# Start of Data provided
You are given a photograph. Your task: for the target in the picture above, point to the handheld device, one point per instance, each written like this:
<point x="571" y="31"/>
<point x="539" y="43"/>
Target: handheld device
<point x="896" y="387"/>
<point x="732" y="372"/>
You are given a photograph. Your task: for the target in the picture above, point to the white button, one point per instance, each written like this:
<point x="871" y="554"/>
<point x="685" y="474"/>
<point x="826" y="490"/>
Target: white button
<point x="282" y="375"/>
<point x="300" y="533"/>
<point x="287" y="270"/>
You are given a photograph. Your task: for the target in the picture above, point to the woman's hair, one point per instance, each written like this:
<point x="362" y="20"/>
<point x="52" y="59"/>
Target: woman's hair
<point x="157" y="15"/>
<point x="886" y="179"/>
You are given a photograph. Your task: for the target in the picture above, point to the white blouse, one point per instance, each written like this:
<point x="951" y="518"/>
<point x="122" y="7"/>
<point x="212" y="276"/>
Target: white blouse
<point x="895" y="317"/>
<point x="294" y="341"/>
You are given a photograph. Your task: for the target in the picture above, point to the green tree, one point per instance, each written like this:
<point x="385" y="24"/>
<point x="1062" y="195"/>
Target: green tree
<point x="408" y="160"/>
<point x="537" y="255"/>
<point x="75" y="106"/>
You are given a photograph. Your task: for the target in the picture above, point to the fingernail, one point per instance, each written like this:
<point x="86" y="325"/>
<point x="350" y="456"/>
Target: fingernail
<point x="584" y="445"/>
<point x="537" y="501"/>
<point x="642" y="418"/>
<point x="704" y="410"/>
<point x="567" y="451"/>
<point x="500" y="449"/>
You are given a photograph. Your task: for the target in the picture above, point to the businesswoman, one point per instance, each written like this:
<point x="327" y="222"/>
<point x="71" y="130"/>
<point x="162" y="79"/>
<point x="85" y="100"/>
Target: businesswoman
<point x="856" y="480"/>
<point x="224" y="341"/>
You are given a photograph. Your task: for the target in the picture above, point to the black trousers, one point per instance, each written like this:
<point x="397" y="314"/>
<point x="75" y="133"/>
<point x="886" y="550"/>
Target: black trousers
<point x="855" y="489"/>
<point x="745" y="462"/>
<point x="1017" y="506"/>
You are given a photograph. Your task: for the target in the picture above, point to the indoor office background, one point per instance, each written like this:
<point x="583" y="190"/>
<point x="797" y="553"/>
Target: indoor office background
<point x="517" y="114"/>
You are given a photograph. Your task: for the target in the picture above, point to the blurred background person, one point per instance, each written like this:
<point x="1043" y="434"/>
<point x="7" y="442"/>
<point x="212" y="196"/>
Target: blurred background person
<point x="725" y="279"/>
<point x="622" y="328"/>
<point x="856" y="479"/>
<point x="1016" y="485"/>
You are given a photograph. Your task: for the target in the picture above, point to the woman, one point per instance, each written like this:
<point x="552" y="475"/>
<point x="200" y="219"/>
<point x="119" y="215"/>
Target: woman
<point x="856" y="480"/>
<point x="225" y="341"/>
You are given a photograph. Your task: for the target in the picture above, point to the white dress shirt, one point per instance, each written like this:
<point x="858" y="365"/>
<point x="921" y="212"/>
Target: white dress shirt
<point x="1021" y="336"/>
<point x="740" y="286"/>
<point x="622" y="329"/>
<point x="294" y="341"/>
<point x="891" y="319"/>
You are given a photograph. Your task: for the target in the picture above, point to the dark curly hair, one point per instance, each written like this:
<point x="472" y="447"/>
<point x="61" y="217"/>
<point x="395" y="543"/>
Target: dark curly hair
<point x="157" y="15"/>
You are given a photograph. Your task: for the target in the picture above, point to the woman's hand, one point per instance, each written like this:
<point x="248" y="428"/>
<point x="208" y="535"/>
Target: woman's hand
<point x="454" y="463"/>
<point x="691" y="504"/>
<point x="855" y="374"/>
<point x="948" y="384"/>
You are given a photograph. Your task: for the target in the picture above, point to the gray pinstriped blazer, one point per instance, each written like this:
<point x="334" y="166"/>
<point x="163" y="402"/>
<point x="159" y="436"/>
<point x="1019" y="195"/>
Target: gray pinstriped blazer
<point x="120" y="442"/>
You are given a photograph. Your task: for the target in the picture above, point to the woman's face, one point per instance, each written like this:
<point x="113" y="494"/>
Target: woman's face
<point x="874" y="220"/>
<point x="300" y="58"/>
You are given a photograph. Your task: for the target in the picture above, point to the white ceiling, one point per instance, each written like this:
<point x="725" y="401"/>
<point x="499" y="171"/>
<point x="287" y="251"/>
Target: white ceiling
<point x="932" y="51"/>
# End of Data provided
• Stated task: Update the records from the line with "woman's face, one" through the end of the records, putting "gray ceiling" wherever "white ceiling" appears and leaving everything else unchanged.

• Task response:
You are given a photograph. Your task: for the target in the picture above, point to the woman's face, one point per instance, each written like this:
<point x="113" y="494"/>
Target: woman's face
<point x="874" y="220"/>
<point x="300" y="58"/>
You are given a photograph. Your task: for the target in the picture above, point to the gray ceiling, one point per instance, each written like this:
<point x="725" y="401"/>
<point x="499" y="171"/>
<point x="287" y="251"/>
Target: gray ceiling
<point x="932" y="51"/>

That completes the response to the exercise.